:: RAW RECORDS ::
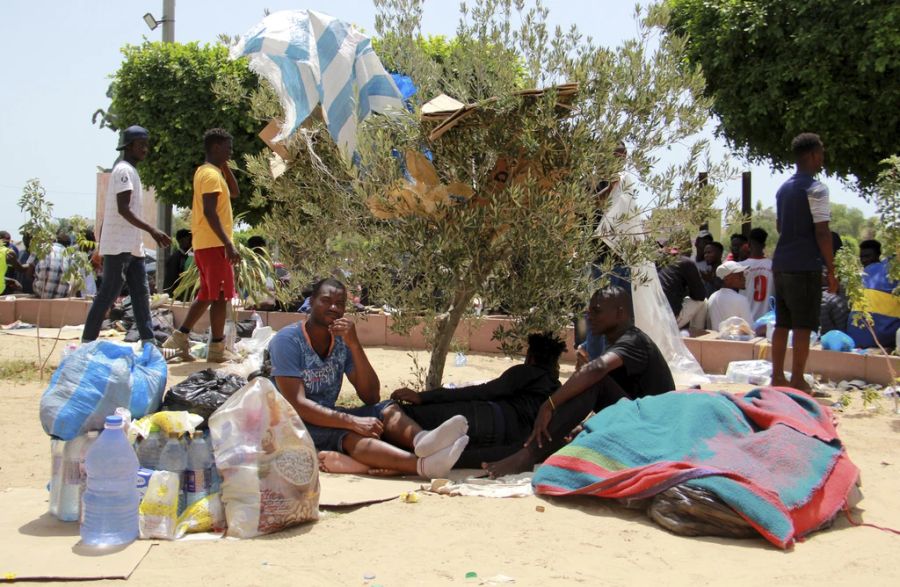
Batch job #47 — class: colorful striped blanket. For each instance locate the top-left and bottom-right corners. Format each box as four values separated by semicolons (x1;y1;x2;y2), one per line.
533;388;859;548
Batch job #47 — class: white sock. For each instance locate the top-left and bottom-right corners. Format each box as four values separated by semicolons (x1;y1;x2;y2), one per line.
416;436;469;479
413;415;469;457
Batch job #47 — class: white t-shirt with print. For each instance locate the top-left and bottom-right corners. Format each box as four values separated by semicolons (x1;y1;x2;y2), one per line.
100;160;144;257
741;259;775;321
707;287;753;330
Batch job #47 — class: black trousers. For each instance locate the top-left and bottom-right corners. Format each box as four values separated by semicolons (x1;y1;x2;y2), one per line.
520;377;630;463
403;377;629;469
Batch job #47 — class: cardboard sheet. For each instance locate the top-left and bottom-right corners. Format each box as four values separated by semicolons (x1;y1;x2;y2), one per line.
319;469;484;508
0;488;153;580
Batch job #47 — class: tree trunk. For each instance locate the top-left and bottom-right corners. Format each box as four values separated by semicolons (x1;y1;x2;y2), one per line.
425;287;474;389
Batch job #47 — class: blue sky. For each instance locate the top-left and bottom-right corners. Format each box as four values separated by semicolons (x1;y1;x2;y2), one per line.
0;0;874;237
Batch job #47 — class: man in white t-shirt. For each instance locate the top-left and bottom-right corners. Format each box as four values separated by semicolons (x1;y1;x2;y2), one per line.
81;126;172;343
707;261;753;330
741;228;775;321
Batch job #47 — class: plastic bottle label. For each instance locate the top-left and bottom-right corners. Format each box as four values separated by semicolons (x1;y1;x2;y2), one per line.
184;471;210;493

:: YOUR TASK ::
Revise all of the entries above by substituting "upper-left" for every "top-left" and keeping everything else the same. Leave the pictures out of your output.

:: OUTPUT OF THE TASK ::
Batch job #47 — class: colorful striped blanket. For each instance locate the upper-left and bottom-right corners. Format each box as four values separated by semicolons (x1;y1;x2;y2), one per line.
533;388;859;548
Batch job #47 — class: white sock. For each instance locate the upper-left and bottom-right corners. Format each box as four values separated by semicolons (x1;y1;x2;y2), one per line.
416;436;469;479
413;415;469;457
Batch job #47 — class: white t-shirt with print. For each instance locate the upper-left and bottom-right corners. Format each box as four values separated by semicolons (x1;y1;x2;y2), one per line.
100;160;144;257
741;259;775;321
707;287;753;330
Batch job #47 — class: black trousers. For each instance locate the upper-left and bottom-right corners. Format each box as four values separated by semicolons (x1;y1;x2;y2), one per line.
520;377;630;463
403;377;629;469
Batch job #47 — class: cardboard sheet. For each instance locate the upper-left and bottom-right corners. Format each box as four values separated by semicolons (x1;y1;x2;y2), one per line.
319;469;484;508
0;488;153;580
Batch job #47 — class: tree trunk. For each instance locate the upper-left and bottom-right corners. Format each box as four values separated by semicolons (x1;y1;x2;y2), one per line.
425;287;474;389
Batch job #47 — class: blue sky. For each instance locate the upper-left and bottom-right corners. Format each box as four values separated by semicolons (x1;y1;x2;y2), one per line.
0;0;874;237
Batch job #47 — class: man in white t-shirt. For each instance locate the upper-left and bottom-right corners. Format each box as four values separated by semicolons (x1;y1;x2;y2), one per line.
81;126;172;343
707;261;753;330
741;228;775;321
Batch job #47 — class: plastic bottle label. For each instance locate the upper-left and bottom-right corners. Format each box as four values separated by semicolons (x1;y1;x2;y2), one per line.
184;471;210;493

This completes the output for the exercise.